Extracted data entries
···
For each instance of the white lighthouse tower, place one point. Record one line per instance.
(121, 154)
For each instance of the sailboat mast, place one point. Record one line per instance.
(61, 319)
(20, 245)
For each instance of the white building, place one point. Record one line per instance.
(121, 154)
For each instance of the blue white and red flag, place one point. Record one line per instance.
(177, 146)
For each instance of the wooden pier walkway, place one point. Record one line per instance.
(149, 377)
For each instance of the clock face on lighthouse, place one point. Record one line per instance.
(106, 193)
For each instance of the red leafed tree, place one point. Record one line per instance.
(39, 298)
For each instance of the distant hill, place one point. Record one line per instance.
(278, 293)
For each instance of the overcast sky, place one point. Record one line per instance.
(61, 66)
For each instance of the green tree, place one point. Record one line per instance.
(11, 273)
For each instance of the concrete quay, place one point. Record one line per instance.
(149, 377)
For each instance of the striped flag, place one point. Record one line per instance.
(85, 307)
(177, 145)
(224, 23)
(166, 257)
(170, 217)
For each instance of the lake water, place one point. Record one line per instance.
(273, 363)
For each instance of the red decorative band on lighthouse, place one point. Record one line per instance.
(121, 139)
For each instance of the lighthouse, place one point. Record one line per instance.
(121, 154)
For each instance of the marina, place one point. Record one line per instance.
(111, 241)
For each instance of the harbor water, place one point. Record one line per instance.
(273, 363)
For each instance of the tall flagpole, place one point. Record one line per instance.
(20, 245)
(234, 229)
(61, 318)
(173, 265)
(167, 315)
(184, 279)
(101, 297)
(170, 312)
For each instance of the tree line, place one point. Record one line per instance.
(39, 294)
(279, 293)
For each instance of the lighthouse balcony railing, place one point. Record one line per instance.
···
Can you copy every one of the lines above word for word, keeping them in the same order?

_The answer_:
For each instance of the white lighthouse tower, place one point. Record one line per instance.
(121, 154)
For each instance of the sailboat mast, place one point. Record one line per instance.
(61, 319)
(20, 245)
For each instance of the white building, place one point. Record one line per instance.
(121, 154)
For each instance of the blue white and red flag, place one point. Record one line per instance.
(177, 146)
For each instance of the wooden pier walkway, place one point. Record one line per instance.
(149, 377)
For each instance of the clock face on lighthouse, place one point. Record one line per instance.
(106, 193)
For each instance of the red leafed tree, place one point. Record one line per instance.
(39, 298)
For each instance of the distant hill, place one point. Record one line per instance.
(278, 293)
For each instance of the overcast sky, place one point. Record one line per instance.
(61, 66)
For each instance of the green tree, place one point. Record one line per instance.
(11, 273)
For each instance of the concrete quay, place one point. Record one line per instance.
(149, 377)
For each instance of the striped flag, place one point. Record one line per instance.
(85, 307)
(177, 145)
(224, 23)
(166, 257)
(170, 217)
For each instance of the lake water, place one point. Record one line per instance.
(273, 363)
For each instance of the red decorative band on lighthouse, place one point. Record one line per instance.
(121, 139)
For each instance of the lighthouse, place one point. Record one line per instance.
(121, 154)
For each instance of the marina, place one point. Record one line per instance.
(111, 241)
For each instance of the harbor water, place one point. Record one line per instance.
(273, 363)
For each instance of the tall flagpole, place one point. Record one line per instance.
(20, 245)
(234, 229)
(61, 318)
(173, 265)
(167, 315)
(184, 279)
(101, 297)
(170, 312)
For each instance of the tree line, place one point. Record one line per instance.
(39, 294)
(279, 293)
For each instance of the lighthouse balcony railing, place one point. Record one line per instance.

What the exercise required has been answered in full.